Text to read:
The Sommer biplane design was inspired by the Farman III biplane. It can be recognized by the bended supports of the canard- elevator and the different tailplane.

Sommer (Humber) Biplane

role : mail airplane

importance : ****

first flight : 04 January 1910 at Mouzon operational : February 1911

country : France

design : Roger Sommer

production : ca. 40 aircraft, Mouzon, Ardennes, license built in the UK by Humber

general information :

Roger Sommer designed a biplane inspired by the Farman III. It was a successful airplane, by the spring of 1910 Sommer already had orders for 60 aircraft. He established a flying school at Douzy using his aircraft. The aircraft was also built under license in the UK by Humber. These were of mixed steel and wood construction. Henri Pequet made the first official air mail flight on 18 February 1911. He flew some 6500 letters from Allahabad to Naini Junction across the Jumna river in India, the 10km trip took 13 minutes.

Clement van Maasdijk made successful demonstration flights near Heerenveen the Netherlands, on 31 July 1910 taking of from the Thialf sport fields, watched by 6000 spectators, making flights over Heerenveen during up to 27 minutes.

users : M. Viateaux, Henri Pequet, Charles Rolls , Clement van Maasdijk

crew : 1

passengers : 1

engine : 1 Gnome 7 Omega air-cooled 7 -cylinder atmospheric inlet-valve rotary engine 50 [hp](37.3 KW)

Information shown:
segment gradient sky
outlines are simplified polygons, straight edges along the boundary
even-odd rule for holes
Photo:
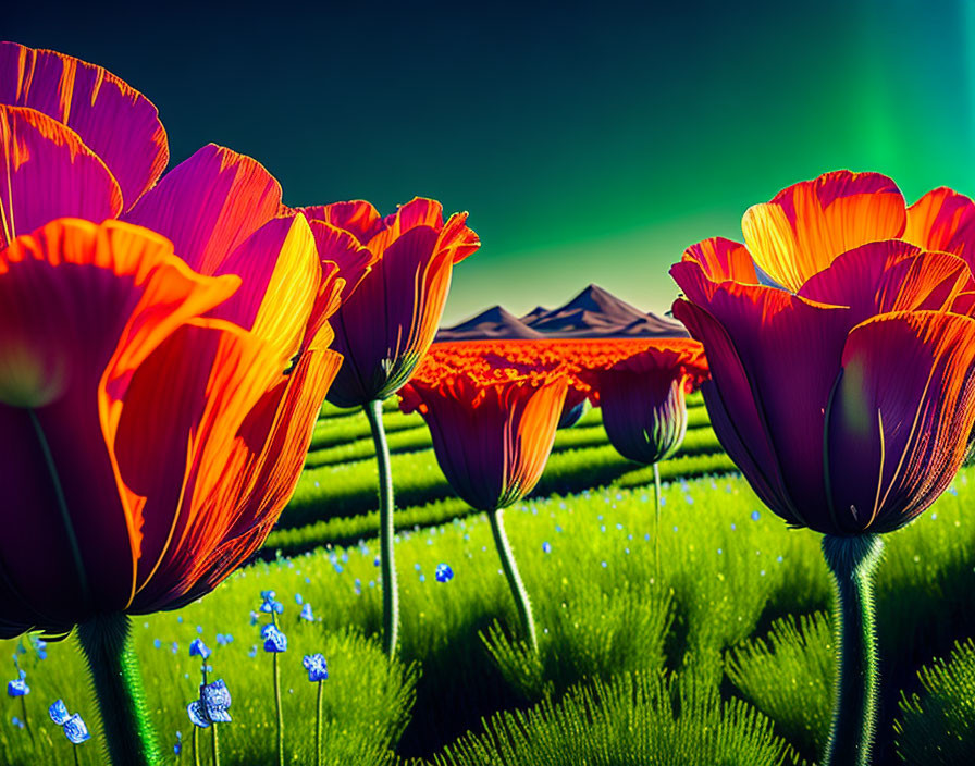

Task statement: Write out the Sommer biplane text again, beginning at the words "importance : ****" and stopping after "took 13 minutes.", and replace "aircraft" with "machines" throughout that passage. The lines shown after the text are separate material.

Result below:
importance : ****

first flight : 04 January 1910 at Mouzon operational : February 1911

country : France

design : Roger Sommer

production : ca. 40 machines, Mouzon, Ardennes, license built in the UK by Humber

general information :

Roger Sommer designed a biplane inspired by the Farman III. It was a successful airplane, by the spring of 1910 Sommer already had orders for 60 machines. He established a flying school at Douzy using his machines. The machines was also built under license in the UK by Humber. These were of mixed steel and wood construction. Henri Pequet made the first official air mail flight on 18 February 1911. He flew some 6500 letters from Allahabad to Naini Junction across the Jumna river in India, the 10km trip took 13 minutes.